Material supplied:

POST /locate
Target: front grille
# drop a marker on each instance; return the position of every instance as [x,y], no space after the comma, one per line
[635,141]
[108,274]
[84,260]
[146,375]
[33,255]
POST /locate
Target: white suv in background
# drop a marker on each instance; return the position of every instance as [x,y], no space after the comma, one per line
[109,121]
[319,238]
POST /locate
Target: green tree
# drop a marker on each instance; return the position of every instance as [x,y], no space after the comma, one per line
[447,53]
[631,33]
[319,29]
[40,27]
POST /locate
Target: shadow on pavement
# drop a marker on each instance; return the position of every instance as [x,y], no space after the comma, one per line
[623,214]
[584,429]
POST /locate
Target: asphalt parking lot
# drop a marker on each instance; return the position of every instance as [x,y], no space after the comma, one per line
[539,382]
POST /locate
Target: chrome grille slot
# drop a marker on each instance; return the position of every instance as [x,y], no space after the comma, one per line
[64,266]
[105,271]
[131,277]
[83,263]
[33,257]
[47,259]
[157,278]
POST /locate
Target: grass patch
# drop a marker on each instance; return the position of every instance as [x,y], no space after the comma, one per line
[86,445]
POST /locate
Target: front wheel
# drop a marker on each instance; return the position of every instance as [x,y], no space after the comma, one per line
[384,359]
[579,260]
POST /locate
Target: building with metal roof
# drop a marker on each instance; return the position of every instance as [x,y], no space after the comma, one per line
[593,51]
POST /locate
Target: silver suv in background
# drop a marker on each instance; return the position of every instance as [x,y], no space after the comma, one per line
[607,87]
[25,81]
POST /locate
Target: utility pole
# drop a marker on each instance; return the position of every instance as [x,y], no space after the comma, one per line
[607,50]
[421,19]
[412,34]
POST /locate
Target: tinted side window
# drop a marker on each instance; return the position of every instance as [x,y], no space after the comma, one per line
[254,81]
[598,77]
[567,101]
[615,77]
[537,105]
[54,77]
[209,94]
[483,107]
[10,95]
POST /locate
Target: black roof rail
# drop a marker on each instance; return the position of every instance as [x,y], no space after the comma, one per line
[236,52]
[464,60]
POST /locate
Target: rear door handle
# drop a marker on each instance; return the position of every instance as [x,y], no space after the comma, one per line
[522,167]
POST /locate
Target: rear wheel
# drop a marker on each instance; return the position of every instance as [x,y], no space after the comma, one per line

==

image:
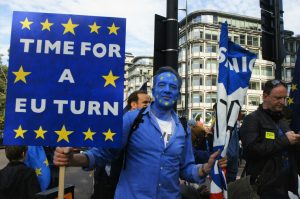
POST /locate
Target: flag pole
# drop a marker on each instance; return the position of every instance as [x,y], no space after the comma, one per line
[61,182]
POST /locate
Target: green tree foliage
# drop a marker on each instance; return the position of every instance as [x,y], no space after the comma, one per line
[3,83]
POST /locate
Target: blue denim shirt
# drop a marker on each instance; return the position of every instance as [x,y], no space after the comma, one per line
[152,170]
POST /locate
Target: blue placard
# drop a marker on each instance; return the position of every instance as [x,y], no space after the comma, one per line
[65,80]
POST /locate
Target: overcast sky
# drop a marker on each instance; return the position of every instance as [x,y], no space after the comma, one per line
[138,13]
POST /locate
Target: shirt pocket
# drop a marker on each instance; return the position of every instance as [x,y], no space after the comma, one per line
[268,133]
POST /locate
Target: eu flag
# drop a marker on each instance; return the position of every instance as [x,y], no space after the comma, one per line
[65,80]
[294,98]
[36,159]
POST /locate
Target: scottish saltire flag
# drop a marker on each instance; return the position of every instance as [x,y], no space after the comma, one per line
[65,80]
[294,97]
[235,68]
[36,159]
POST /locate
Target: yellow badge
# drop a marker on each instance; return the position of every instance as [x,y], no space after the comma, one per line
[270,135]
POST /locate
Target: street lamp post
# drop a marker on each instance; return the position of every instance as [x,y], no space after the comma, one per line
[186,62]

Instruction: Report every line of the listing that contains the word "roof".

The reply:
Target: building with metal roof
Target: black roof rail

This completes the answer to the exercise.